* CONSIGNE 1
Comptez les lignes de la liste où figure le mot « vegetation », en respectant les majuscules et les minuscules. Donnez seulement ce nombre.

* EXTRAIT CHOISI
※

Le Pacte vert pour l’Europe, initié en 2019 par la Commission présidée par Ursula von der Leye, est une feuille de route qui vise à rendre durable l’économie de l’Union européenne. Ce Pacte va produire des règlements et directives qui s’appliqueront dans les Etats membres après adoption par les parlements nationaux. En quoi consiste-t-il ? Pour le savoir, nous avons posé quelques questions à Pierre-Jean Coulon, membre du bureau directeur du Comité économique et social européen, où il représente la CFTC.
Pourquoi parle-t-on autant de l’énergie aujourd’hui ? Est-ce si important dans nos vies ?
Je vais être un peu radical dans mon propos. Sans énergie, pas de vie. Sans énergie, pas d’éducation. Sans énergie, pas de logement. Sans énergie, pas d’activité économique. Sans énergie, pas de santé. Personne ne peut vivre sans énergie. Toutes nos activités socio-économiques dépendent, à différents degrés, d’un apport en énergie. Se chauffer, s’éclairer, allumer un ordinateur, se transporter : tout cela implique l’énergie. Dès que nous parlons d’économie, de social, de bien-être, nous ne pouvons pas éluder la question de l’énergie. L’énergie est le point de départ et le point d’arrivée de toute activité humaine.

※

* CONSIGNE 2
Prolongez l'entretien sur l'énergie en reprenant juste après sa dernière phrase.

* DONNÉES EXTRAITES
※

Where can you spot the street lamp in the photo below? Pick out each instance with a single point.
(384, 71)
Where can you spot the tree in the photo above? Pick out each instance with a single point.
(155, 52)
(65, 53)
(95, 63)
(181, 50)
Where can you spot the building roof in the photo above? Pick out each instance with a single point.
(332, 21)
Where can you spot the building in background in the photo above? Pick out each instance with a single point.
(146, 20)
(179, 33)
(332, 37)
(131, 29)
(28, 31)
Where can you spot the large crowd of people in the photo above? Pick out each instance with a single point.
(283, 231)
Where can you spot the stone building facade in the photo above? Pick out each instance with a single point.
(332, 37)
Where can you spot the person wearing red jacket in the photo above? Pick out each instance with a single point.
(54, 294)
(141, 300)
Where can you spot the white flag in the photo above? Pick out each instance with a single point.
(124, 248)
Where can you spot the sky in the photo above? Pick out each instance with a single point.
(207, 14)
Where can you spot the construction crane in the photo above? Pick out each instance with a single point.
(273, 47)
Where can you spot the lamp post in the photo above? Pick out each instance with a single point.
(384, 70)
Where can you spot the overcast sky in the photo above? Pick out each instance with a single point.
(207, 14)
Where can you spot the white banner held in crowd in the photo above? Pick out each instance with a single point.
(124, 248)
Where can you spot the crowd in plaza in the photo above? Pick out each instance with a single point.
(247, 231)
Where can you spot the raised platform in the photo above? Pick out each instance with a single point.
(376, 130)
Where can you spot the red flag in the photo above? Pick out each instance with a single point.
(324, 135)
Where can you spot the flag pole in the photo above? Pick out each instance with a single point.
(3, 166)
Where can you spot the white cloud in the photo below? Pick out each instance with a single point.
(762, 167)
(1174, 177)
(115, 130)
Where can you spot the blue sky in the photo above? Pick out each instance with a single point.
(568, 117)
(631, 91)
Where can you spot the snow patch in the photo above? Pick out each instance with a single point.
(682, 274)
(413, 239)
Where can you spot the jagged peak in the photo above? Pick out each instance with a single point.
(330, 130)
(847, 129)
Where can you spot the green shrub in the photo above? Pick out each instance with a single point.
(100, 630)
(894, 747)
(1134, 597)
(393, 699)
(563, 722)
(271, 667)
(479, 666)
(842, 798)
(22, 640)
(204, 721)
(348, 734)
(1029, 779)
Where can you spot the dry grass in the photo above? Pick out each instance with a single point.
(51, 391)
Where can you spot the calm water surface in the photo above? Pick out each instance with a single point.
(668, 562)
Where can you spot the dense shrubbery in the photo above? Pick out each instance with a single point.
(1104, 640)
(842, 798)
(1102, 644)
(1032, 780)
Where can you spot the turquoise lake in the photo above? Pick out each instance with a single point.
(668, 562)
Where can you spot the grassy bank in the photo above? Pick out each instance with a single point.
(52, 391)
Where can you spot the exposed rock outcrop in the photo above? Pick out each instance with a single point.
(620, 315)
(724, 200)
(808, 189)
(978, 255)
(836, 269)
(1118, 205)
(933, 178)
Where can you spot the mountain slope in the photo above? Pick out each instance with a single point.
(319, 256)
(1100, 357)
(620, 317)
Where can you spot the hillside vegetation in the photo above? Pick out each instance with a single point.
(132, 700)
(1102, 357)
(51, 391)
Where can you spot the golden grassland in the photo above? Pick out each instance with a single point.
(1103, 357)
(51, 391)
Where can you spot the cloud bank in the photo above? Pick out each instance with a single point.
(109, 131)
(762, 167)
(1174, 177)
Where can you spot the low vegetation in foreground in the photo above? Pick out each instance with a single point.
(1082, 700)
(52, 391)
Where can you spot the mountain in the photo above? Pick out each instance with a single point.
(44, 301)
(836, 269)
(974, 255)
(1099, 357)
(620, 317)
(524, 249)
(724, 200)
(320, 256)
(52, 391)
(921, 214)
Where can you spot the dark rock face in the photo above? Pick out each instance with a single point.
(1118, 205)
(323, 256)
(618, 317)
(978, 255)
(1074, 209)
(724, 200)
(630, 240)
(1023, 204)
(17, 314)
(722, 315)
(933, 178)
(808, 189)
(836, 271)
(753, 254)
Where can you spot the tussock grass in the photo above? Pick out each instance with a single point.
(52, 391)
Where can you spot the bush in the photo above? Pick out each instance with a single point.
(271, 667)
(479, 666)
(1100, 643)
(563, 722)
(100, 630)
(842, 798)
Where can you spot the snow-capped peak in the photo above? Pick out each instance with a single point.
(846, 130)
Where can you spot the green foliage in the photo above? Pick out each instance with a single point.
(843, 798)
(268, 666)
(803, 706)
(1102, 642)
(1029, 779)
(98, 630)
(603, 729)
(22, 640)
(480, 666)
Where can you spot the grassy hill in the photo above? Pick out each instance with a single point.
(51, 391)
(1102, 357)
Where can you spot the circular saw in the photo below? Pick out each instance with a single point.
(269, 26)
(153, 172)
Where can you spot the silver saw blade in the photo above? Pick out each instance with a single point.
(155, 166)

※

* RÉPONSE FINALE 1
2

* RÉPONSE FINALE 2
Quel est le problème qui se pose aujourd’hui collectivement à nous ?
Le problème est double. Premièrement, nous, Français, Européens, dépendons d’importations d’énergie pour maintenir notre niveau d’activité. Un citoyen européen, pour mener à bien ses activités usuelles, dépend, à hauteur de 60%, d’énergies importées. Quand il monte dans sa voiture et la démarre, sa dépendance grimpe à 90 %. Cette dépendance énergétique pose un risque géopolitique majeur : nos fournisseurs d’énergie, situés hors de l’Europe, ont les moyens, s’ils le souhaitent, de couper nos apports et d’ainsi mettre totalement, ou presque, nos économies à l’arrêt. Cette situation constitue, par ailleurs, un poste budgétaire des plus conséquents : cela représente des milliers de milliards d’euros, chaque année, à l’échelle européenne.
Deuxièmement, cette énergie, en plus d’être importée, est majoritairement “fossile” c’est-à-dire qu’elle provient de réserves qui ne se renouvellent pas (pétrole, gaz) et dont la consommation dégage des gaz à effet de serre. De ceux qui causent le dérèglement climatique. Pour des raisons qui sont à la fois géopolitiques, économiques, financières, sociales et environnementales, il est donc indispensable que nous amenuisions – pour éventuellement, un jour, la faire disparaître, notre dépendance aux importations, le tout en limitant la part d’énergie “fossile” dans notre mix énergétique.
Qu’est-ce qui est fait pour remédier à cette situation ?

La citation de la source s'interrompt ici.